Start TEXT SEGMENT

Kids in the street: Can we legally return to a play-based childhood?

Neinstein’s Sonia Leith on who's held responsible when a ‘free-range’ child encounters negligence

Jonathan Haidt’s renowned book “The Anxious Generation” has been highly influential explaining the teen mental health epidemic in America, Canada, and many international nations. Although the crux of the book (and the cause of its notoriety) describes what he calls “the great rewiring” of childhood with the proliferation of the iPhone and exploration of the virtual world, Haidt begins by examining the decline of the play-based childhood which began to wane in the 1980s and 1990s which was an equal contributor to the mental health epidemic.  

Haidt explains that a play-based childhood is one where children play freely in an unstructured environment and outdoors. It is unsupervised free play where children learn the necessary skills for adulthood. However, in the 1980s and increasingly in the 1990s, children’s access to unsupervised outdoor free play was reduced out of fears originating from the media about children’s safety. Haidt argues that the loss of free play over time and the rise of continual adult supervision deprived children of what they needed most to overcome the normal fears and anxieties of childhood: the chance to explore, test and expand their limits, build close friendships through shared adventure, and learn how to judge risks for themselves. 

Haidt advocates for a return of childhood independence, responsibility, and empowerment in the real world (as opposed to the virtual world).  In particular, allowing children to roam free unsupervised in their local communities as their parents and grandparents had been allowed to at relatively young ages — a “free range childhood.” This is a departure from the status quo where children are rarely left unsupervised out of fear of kidnapping or other safety concerns.

What is the appropriate age, for example, to walk to school alone, to ride a bicycle to a friend’s home, or walk to a local store?

The answer from a parenting perspective may depend on one’s own personal experience, their particular geographic location and population, their assessment of the child’s abilities, or whether the family has realistic and viable supervision alternatives.

What about from a legal perspective? Is it legal to allow children outside unsupervised? Who bears responsibility if there is an accident? Although there may be an obvious at-fault party liable for an accident, there may be an apportionment of liability attributable to the child or the child’s parents. The focus of this article is whether Haidt’s “free range childhood” or play-based childhood is legal in terms of whether the courts hold the parents responsible if, or when, a child encounters negligence and how that responsibility has changed over time. 

Before turning to the parents, it is worthwhile to examine how the courts assess the liability of the child to see if the child is held responsible if, or when they encounter negligence.

Contributory negligence of a minor

Contributory negligence is the legal doctrine that refers to the failure to demonstrate care for one’s safety which contributed to the loss. Some examples can include not wearing a seatbelt in a car or helmet on a bike, failing to look both ways before crossing the road, or not crossing at a pedestrian crosswalk.

Even if a party is contributorily negligent, it does not necessarily alleviate the at-fault party of liability. However, the quantum of the damages may be reduced to reflect a portion of contributory negligence.

In examining the contributory negligence of a child, the legal test is whether a child exercised the care expected from children of like age, intelligence and experience… This is both an objective and subjective standard, which acknowledges the need for individualized treatment along with the need for consistency in the law.

End TEXT SEGMENT

_EXERCISE OBJECTIVE_
According to the article on free-range childhood, why does Haidt argue that the loss of free play and the rise of continual adult supervision harmed children? Answer in one to three sentences.

Start MATERIAL SUPPLIED

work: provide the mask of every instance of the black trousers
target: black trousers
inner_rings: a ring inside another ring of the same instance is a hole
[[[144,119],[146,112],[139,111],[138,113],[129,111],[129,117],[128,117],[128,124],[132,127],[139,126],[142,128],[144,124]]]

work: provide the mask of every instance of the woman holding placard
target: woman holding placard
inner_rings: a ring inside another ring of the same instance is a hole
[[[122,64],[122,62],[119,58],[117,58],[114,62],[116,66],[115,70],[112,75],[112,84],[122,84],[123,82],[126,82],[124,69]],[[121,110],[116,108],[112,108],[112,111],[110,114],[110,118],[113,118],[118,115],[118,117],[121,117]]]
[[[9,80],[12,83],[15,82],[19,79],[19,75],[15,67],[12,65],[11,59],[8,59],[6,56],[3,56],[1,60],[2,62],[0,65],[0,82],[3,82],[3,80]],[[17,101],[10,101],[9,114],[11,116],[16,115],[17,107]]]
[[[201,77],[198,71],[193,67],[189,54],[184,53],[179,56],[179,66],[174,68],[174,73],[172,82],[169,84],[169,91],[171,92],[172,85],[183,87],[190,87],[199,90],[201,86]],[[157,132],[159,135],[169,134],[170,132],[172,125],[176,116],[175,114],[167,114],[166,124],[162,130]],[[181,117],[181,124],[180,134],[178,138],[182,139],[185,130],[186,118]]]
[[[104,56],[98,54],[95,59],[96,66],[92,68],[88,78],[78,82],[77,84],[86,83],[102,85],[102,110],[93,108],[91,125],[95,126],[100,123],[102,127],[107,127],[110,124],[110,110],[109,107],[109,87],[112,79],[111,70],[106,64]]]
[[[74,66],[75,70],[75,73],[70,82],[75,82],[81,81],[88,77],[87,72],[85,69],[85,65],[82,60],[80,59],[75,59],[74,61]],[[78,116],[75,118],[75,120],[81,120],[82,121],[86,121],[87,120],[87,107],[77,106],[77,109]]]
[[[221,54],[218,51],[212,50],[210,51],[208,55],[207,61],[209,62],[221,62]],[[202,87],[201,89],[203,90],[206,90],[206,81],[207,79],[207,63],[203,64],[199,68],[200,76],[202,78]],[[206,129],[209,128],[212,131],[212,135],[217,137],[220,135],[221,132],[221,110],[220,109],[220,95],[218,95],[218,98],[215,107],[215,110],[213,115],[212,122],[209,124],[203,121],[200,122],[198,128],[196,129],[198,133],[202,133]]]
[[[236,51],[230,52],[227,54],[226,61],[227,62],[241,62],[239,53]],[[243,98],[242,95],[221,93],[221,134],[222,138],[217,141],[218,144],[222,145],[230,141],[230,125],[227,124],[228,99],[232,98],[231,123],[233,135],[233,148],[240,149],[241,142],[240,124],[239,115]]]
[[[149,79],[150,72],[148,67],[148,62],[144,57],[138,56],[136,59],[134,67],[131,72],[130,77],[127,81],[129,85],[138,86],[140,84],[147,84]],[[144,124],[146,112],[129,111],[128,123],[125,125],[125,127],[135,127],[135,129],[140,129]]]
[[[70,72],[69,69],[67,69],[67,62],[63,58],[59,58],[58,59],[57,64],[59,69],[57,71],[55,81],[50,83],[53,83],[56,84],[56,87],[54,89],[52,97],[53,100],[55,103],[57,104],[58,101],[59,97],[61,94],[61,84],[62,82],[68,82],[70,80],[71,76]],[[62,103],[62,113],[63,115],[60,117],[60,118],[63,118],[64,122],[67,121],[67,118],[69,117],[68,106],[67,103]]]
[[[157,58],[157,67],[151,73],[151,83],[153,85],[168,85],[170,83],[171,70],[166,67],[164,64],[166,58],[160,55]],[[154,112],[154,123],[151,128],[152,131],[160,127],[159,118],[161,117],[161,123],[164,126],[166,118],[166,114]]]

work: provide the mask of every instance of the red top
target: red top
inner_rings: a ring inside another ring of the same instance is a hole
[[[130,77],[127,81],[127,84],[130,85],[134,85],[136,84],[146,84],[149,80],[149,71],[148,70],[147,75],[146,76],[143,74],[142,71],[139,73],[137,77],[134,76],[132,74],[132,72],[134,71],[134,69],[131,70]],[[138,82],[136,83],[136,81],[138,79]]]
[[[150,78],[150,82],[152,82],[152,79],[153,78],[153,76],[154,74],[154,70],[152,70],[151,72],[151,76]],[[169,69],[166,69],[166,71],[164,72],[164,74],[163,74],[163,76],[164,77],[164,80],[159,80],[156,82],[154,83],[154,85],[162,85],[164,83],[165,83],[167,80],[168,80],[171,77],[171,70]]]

End MATERIAL SUPPLIED

_WRITTEN SOLUTION_
Haidt argues that these changes deprived children of what they needed most to overcome the normal fears and anxieties of childhood. That included the chance to explore, test and expand their limits, to build close friendships through shared adventure, and to learn how to judge risks for themselves.